_TEXT SEGMENT:_

Canon S-I Rangefinder Camera 1946

 

A Description of the rare Canon S-I Rangefinder Camera of 1946

 


 

Canon S-I

a Canon S-I of 1946 mounted with a pre-war Nikkor 5cm f3.5 lens

 

Resumption of Seiki-Kōgaku Production in 1945-1946

 

In late 1945, staff of the Seiki-Kōgaku Kogyo Co., Ltd. gradually returned to Tokyo and began to restore camera production. The Canon history site states that the main factories survived the war "without major damage". The Canon site further states:

 

"...the Allied Occupation Forces (centered on the U.S. Forces) showed great interest in Japanese cameras. [Dr. Takeshi] Mitarai felt that it was not impossible to restart camera production, and submitted an application for production of consumer goods to the GHQ (the Allied Army General Headquarters). The application was granted on October 1, l945, two months after the end of the war, for Precision Optical Industry Co., Ltd. to resume the production of cameras. 4 The primary producion was at the Canon factory near the Schimomaruku train station, Tokyo which was later expanded into the Canon headquarters complex. 4

 

Canon factory Schimomaruku Japan

the Canon factory Schimomaruku where production was resumed in late 1945

 

At first, at the end of 1945, a simple camera, the Canon J-II was assembled from Canon S and Canon J parts. You can read about the Canon J-II by clicking here. Then begain the production of the far more complex Canon S-I.

_PROBLEMS AND TASKS:_
**a)** In the Canon S-I camera history, which simple camera was assembled from Canon S and Canon J parts at the end of 1945?
**b)** Carry on the Canon S-I camera history from its final sentence.

_DATASET EXTRACT:_
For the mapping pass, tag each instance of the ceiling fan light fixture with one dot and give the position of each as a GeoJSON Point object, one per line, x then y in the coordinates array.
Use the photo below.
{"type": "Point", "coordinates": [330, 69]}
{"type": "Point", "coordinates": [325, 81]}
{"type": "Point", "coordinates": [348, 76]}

_EXERCISE RESPONSES:_
**a)** The Canon J-II.

**b)**
 

Production of Cameras in Japan during World War II

 

Year Quantity Produced 20
1939205,522
1940218,659
1941203,011
1942133,854
194357,588
194429,548
194513,082
194624,145
194751,772

 

As is evident from the production figures above, during World War II, given the scarcity of materials, the destruction of the distribution network, and the ban on sales to cameras to private citizens, there were few cameras produced 1943-1945, and most of these were for the Japanese military.

 

Canon S-I Imperial Navy x 2

two Canon S-I of World War II produced for the Imperial Japanese Navy with military engraving

 

I have seen 3 Imperial Navy Canon S-I cameras; each was mounted with a rare bayonet mount lens Nikkor 5cm f2.0

 

it is not clear (to me) if the pin on the upper camera front was for flash bulb synchronization; the lower S-I lacks a pin

 

Canon S-I Imperial Navy anchor

the Canon cameras produced for the Imperial Japanese Navy had an anchor on the bottom plate

 

So, in summary, in 1946, the Japanese camera industry was (like most of Japan) in a difficult economic situation.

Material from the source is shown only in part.